**Given passage:**
What would this much energy mean for a species? Well, nothing known to science could wipe out a Type II civilization. Take, for instance, if humans survived long enough to reach this status, and a moon sized object entered our solar system on a collision course with our little blue planet–we’d have the ability to vaporize it out of existence. Or if we had time, we could move our planet out of the way, completely dodging it. But let’s say we didn’t want to move Earth… are there any other options? Well yes, because we’d have the capability to move Jupiter, or another planet of our choice, into the way – pretty cool, right?
So we’ve gone from having control over a planet, to a star, which has resulted in us harboring enough “disposable” energy to essentially make our civilization immune to extinction. But now, onto Type III, where a species then becomes galactic traversers with knowledge of everything having to do with energy, resulting in them becoming a master race. In terms of humans, hundreds of thousands of years of evolution – both biological and mechanical – may result in the inhabitants of this type III civilization being incredibly different from the human race as we know it. These may be cyborgs (or cybernetic organism, beings both biological and robotic), with the descendants of regular humans being a sub-species among the now-highly advanced society. These wholly biological humans would likely be seen as being disabled, inferior, or unevolved by their cybernetic counterparts.
At this stage, we would have developed colonies of robots that are capable of ‘self replication’; their population may increase into the millions as they spread out across the galaxy, colonizing star after star. And these being might build Dyson Spheres to encapsulate each one, creating a huge network that would carry energy back to the home planet. But stretching over the galaxy in such a manner would face several problems; namely, the species would be constrained by the laws of physics. Particularly, light-speed travel. That is, unless they develop a working warp drive, or use that immaculate energy cache to master wormhole teleportation (two things that remain theoretical for the time being), they can only get so far.
Kardashev believed a Type IV civilization was ‘too’ advanced and didn’t go beyond Type III on his scale. He thought that, surely, this would be the extent of any species’ ability. Many think so, but a few believe there is a further level that could be achieved. (I mean, surely there is a limit?) Type IV civilizations would almost be able to harness the energy content of the entire universe and with that, they could traverse the accelerating expansion of space (furthermore, advance races of these species may live inside supermassive black holes). To previous methods of generating energy, these kinds of feats are considered impossible. A Type IV civilization would need to tap into energy sources unknown to us using strange, or currently unknown, laws of physics.
Type V. Yes, Type V might just be the next possible advancement to such a civilization. Here beings would be like gods, having the knowledge to manipulate the universe as they please. Now, as I said, humans are a very, very long way from ever reaching anything like this. But it’s not to say that it cannot be achieved as long as we take care of Earth and each other. To do so, the first step is to preserve our tiny home, extinguish war, and continue to support scientific advances and discoveries.

**Referring-expression pointing data:**
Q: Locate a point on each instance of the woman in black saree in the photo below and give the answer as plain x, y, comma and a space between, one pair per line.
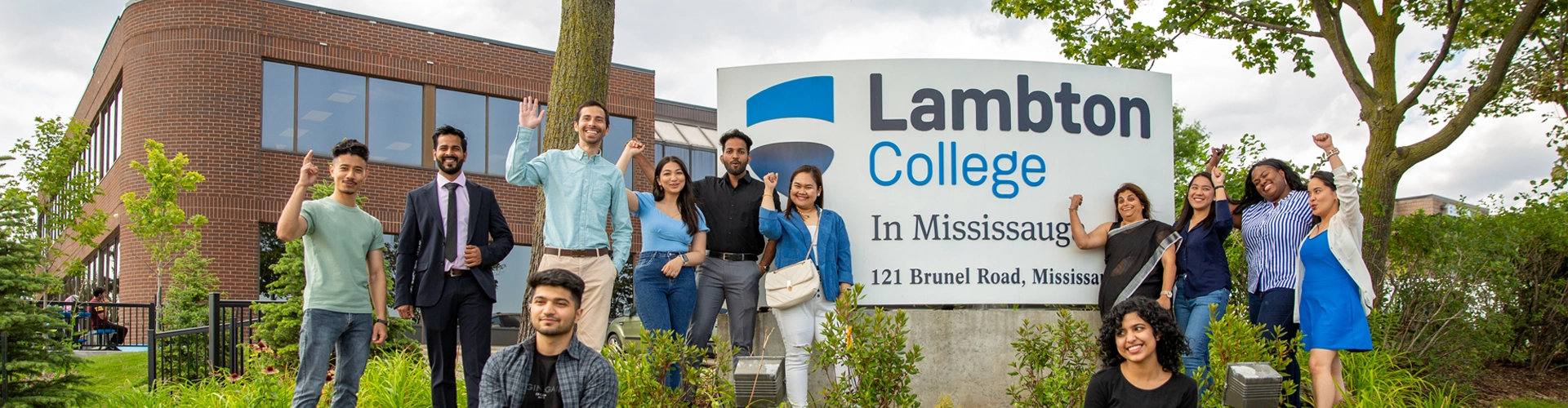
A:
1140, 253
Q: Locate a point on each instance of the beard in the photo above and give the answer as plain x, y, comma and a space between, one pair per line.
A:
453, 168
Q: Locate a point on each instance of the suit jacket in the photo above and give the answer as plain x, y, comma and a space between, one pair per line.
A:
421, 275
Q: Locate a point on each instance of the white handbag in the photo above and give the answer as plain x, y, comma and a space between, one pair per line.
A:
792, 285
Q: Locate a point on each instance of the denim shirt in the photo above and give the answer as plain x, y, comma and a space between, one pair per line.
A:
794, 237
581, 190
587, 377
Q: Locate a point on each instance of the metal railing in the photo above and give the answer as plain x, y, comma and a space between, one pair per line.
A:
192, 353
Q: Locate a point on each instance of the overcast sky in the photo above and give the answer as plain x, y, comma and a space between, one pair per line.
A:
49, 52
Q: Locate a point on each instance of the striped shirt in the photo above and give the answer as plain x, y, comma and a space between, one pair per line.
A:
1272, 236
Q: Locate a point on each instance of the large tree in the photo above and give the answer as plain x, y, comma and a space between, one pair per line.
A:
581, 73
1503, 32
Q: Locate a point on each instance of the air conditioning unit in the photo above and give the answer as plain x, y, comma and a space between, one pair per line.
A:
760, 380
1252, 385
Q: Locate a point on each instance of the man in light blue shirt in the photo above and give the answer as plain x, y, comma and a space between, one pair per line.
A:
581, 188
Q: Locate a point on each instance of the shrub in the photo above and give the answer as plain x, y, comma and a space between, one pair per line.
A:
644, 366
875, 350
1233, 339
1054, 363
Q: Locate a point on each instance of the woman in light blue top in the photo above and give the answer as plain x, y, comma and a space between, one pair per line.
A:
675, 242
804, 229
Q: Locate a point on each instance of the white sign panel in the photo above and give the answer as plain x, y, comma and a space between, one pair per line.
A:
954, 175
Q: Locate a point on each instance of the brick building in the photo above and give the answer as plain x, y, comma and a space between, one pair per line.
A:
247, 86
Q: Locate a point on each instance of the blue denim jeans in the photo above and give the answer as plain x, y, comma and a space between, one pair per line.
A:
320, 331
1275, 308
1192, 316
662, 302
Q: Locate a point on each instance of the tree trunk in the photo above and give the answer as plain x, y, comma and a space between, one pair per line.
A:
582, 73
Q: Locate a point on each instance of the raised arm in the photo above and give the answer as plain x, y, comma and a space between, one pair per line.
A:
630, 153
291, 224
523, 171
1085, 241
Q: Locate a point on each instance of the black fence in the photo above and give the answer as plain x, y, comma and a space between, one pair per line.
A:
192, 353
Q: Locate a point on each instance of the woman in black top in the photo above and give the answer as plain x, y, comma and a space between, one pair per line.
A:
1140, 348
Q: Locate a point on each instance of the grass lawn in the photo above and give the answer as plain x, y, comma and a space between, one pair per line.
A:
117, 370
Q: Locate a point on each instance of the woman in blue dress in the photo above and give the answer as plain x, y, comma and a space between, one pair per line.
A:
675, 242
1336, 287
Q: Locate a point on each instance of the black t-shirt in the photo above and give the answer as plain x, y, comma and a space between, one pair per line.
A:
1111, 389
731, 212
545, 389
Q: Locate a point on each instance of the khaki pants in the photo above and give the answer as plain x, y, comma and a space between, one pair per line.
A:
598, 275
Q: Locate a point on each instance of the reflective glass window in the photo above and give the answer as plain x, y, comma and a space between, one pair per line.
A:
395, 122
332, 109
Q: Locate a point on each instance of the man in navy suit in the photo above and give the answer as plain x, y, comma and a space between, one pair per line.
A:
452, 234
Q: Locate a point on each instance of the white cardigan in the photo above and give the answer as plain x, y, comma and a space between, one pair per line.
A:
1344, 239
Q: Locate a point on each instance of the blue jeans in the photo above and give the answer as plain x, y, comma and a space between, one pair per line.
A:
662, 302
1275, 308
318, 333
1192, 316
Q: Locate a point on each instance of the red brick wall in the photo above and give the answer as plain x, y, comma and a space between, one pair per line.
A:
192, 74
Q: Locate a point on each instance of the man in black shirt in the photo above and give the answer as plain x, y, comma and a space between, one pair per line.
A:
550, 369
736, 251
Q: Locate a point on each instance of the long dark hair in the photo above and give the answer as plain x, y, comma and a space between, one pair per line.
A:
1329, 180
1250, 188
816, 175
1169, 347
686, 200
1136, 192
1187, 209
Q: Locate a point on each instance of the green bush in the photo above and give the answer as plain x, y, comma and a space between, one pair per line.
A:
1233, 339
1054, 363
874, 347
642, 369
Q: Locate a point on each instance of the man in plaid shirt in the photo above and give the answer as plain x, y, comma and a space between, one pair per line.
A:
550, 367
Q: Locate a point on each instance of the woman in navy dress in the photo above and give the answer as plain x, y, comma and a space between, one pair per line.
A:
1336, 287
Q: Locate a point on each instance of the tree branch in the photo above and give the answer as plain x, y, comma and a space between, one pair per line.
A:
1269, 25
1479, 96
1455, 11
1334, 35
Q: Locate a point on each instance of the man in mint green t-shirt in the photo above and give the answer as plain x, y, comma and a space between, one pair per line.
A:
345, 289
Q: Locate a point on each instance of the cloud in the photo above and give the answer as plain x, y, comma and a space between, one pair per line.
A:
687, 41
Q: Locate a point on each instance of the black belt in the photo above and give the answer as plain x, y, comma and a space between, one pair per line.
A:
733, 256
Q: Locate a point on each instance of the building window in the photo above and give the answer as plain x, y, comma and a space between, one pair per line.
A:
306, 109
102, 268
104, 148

**Your assignment:** In the passage on civilization types, why did Kardashev not extend his scale beyond Type III? Answer from the passage on civilization types alone.

**Problem solution:** He believed a Type IV civilization was too advanced.